[Saved data entries]
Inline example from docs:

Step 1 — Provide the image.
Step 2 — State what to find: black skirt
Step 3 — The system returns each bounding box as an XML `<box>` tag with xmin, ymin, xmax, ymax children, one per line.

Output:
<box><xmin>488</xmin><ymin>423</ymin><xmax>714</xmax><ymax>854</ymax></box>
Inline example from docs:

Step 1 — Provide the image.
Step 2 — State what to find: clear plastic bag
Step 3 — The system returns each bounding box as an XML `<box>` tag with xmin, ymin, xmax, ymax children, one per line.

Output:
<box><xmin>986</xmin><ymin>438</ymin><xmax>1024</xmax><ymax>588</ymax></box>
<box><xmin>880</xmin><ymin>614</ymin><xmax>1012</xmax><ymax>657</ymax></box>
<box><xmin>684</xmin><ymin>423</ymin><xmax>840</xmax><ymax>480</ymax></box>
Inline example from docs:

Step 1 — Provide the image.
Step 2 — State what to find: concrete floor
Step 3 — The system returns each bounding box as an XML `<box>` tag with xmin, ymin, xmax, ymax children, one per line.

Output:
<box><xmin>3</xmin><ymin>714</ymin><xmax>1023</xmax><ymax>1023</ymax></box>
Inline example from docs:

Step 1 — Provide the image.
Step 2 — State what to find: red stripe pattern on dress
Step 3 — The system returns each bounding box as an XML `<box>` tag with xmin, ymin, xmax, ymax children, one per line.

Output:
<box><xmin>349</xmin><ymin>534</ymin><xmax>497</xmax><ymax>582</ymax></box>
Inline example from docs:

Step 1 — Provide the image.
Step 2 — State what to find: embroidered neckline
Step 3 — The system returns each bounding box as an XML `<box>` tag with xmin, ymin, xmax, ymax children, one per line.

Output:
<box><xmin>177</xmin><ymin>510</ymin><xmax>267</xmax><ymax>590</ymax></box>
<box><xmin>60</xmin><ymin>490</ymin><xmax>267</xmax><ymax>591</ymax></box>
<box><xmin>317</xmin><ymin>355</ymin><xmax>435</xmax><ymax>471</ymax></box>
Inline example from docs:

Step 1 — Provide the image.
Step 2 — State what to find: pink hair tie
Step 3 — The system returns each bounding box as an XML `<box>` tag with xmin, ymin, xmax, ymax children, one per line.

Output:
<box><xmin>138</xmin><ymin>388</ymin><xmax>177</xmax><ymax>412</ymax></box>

What the task requires:
Once more, print all the records exactly.

Solution to this task:
Inline example from docs:

Step 1 — Provide the image.
Step 2 — State what to find: black skirt
Step 3 — The system returns each bounding box as an XML `<box>` tag with xmin, ymin, xmax, ymax children, one per line.

Output:
<box><xmin>488</xmin><ymin>423</ymin><xmax>714</xmax><ymax>854</ymax></box>
Inline example from docs:

Step 1 — Provide the image.
Step 2 — State what to find: clear plastic bag
Step 3 — The system returns each bounding box as an XML `<box>` tag with xmin, ymin, xmax, ymax children, one per line.

Output:
<box><xmin>986</xmin><ymin>438</ymin><xmax>1024</xmax><ymax>588</ymax></box>
<box><xmin>880</xmin><ymin>614</ymin><xmax>1012</xmax><ymax>657</ymax></box>
<box><xmin>684</xmin><ymin>423</ymin><xmax>840</xmax><ymax>480</ymax></box>
Inline example from docs:

Step 1 — Provide the image.
Step 2 — State what to find: concrete floor
Step 3 — The system returns each bounding box as an XML `<box>` tag with xmin, ymin, xmax, ymax children, one per line.

Output:
<box><xmin>3</xmin><ymin>714</ymin><xmax>1023</xmax><ymax>1023</ymax></box>
Inline example from docs:

Step 1 — Provide the image.
Step 2 — State what to find: red stripe pattern on dress
Step 3 — The system returns each bounding box as an XML `<box>` tag with xmin, ymin, xmax, ymax children, one per line.

Output:
<box><xmin>349</xmin><ymin>534</ymin><xmax>497</xmax><ymax>582</ymax></box>
Inline example from docs:

Step 1 — Provide the image.
Step 2 — State what to find: embroidered neckline
Step 3 — The system returns each bounding box as an XML `<box>` tag with xmin, ymin, xmax, ymax children, one per line.

Output:
<box><xmin>177</xmin><ymin>510</ymin><xmax>267</xmax><ymax>590</ymax></box>
<box><xmin>60</xmin><ymin>490</ymin><xmax>267</xmax><ymax>591</ymax></box>
<box><xmin>317</xmin><ymin>355</ymin><xmax>435</xmax><ymax>471</ymax></box>
Inline example from docs:

Step 1 — Provide the image.
Step 2 — State what to find: pink hair tie
Step 3 — The system returns each bounding box as an XML `<box>` tag with xmin, ymin, xmax, ymax children, one per line.

Output:
<box><xmin>138</xmin><ymin>388</ymin><xmax>177</xmax><ymax>412</ymax></box>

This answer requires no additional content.